- **Exercise aim**
In the article about why Liberate is launching DIFERA, list every characteristic the text gives as a basis for the identities society hands us at birth.

- **Selected excerpt**
Why Liberate is launching DIFERA and what it’s all about

by Vic Tanner Davy, CEO of Liberate

The moment we come bawling into the world, much of our future is determined. We are handed a set of identities by society based on characteristics over which we have no control – our skin colour, our nationality, our gender, our sexual orientation, our social class, our school year, our mental and physical abilities, our religion – and, depending on how these identities fall for us, we may go through life never experiencing prejudice and discrimination in any meaningful way or, for others, it may be a daily occurrence.

Over the last forty-seven years the United Kingdom and the Channel Islands have put in place legislation that recognises that there is an inequality at the heart of our society that is biased in favour of particular groups, and that those who are part of a minority or visible minority require the support of governments, through the laws they make, to address that inequality by levelling the playing field.

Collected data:

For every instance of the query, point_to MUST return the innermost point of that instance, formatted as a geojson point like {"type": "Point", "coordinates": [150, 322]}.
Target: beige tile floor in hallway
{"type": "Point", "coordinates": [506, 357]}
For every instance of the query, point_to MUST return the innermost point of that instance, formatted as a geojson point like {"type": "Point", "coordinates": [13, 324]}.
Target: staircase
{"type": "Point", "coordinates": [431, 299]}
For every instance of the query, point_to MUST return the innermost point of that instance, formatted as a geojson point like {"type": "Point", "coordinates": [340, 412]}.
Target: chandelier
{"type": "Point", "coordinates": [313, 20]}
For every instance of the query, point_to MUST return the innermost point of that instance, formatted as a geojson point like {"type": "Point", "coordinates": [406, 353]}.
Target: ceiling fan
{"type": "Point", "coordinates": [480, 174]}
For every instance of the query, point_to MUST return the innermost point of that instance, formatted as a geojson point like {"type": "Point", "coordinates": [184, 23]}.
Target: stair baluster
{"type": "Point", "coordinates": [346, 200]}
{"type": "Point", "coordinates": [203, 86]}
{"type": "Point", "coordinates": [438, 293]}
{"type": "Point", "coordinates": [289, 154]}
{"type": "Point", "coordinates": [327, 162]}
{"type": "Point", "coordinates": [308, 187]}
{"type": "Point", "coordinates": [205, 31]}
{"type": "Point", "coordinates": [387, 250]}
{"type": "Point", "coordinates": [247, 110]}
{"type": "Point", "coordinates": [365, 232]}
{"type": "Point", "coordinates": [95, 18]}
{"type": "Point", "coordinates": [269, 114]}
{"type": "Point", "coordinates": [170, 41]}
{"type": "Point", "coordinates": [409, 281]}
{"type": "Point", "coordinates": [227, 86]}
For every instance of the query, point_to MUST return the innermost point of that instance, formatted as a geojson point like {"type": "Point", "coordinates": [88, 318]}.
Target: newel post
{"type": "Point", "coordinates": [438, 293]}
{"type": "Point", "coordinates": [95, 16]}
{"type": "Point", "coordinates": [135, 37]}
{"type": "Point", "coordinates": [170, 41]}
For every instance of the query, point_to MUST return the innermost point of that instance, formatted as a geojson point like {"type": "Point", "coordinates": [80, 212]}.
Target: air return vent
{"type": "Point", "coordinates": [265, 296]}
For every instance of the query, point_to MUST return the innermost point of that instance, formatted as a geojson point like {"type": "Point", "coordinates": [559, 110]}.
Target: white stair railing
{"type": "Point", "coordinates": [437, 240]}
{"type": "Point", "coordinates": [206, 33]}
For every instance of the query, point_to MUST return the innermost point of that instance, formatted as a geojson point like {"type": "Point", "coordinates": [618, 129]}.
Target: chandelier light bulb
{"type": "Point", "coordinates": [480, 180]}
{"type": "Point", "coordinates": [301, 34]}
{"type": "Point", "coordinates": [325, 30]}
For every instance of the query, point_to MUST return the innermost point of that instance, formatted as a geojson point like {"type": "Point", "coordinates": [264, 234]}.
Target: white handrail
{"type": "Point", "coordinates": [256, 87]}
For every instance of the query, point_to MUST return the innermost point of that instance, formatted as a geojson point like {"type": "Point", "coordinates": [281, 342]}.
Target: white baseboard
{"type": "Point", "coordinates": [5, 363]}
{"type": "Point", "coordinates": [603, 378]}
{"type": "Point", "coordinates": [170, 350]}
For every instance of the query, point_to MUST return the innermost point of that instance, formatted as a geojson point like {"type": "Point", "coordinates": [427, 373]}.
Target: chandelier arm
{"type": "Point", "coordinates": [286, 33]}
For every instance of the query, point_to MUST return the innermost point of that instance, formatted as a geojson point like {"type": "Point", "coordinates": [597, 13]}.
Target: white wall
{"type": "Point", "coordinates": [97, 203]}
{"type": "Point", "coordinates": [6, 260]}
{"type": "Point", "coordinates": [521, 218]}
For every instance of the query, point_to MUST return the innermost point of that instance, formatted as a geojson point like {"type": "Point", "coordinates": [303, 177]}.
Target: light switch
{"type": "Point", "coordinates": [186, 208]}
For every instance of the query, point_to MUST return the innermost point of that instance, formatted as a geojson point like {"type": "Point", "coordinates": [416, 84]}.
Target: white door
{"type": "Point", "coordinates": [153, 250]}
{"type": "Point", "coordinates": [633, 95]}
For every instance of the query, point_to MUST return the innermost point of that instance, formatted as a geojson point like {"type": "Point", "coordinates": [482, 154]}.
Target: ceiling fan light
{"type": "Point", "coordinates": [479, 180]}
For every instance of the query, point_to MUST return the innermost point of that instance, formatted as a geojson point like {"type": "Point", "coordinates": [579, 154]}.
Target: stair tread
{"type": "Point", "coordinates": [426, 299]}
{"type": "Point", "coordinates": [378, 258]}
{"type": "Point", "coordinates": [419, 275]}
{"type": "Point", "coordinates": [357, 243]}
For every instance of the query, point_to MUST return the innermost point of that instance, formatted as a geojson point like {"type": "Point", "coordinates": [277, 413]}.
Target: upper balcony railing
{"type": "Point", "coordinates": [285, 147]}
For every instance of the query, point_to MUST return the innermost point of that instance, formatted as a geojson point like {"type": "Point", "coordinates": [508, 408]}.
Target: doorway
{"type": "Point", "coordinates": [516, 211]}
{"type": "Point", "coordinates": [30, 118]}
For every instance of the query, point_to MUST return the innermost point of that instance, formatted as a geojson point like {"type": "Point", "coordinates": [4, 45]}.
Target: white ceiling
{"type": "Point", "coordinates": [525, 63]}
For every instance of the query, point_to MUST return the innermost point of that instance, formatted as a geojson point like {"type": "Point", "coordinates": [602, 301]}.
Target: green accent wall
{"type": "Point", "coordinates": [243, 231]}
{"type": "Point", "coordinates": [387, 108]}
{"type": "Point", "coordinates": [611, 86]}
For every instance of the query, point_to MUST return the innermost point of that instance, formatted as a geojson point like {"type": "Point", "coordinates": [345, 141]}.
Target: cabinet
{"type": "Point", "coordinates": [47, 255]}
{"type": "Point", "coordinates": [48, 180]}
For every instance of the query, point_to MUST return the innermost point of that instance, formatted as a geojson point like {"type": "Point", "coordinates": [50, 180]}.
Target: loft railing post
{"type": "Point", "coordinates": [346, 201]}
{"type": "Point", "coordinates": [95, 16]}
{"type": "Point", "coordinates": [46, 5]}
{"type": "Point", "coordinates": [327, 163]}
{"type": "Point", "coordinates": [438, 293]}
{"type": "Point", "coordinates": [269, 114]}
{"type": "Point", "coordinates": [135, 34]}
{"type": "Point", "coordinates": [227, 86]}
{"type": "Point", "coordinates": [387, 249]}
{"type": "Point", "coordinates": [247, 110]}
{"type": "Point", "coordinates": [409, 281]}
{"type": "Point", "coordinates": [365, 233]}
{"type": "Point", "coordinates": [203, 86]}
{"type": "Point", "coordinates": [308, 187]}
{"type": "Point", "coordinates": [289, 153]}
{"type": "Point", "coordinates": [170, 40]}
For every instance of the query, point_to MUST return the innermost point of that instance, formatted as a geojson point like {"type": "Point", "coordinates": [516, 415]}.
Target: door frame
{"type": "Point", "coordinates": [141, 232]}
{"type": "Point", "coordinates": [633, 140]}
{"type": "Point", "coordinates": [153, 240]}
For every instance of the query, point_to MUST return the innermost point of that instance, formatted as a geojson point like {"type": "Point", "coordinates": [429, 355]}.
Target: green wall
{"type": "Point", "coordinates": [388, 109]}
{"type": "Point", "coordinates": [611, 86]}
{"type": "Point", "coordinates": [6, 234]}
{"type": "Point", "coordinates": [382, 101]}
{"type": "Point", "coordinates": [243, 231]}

- **Answer**
- skin colour
- nationality
- gender
- sexual orientation
- social class
- school year
- mental and physical abilities
- religion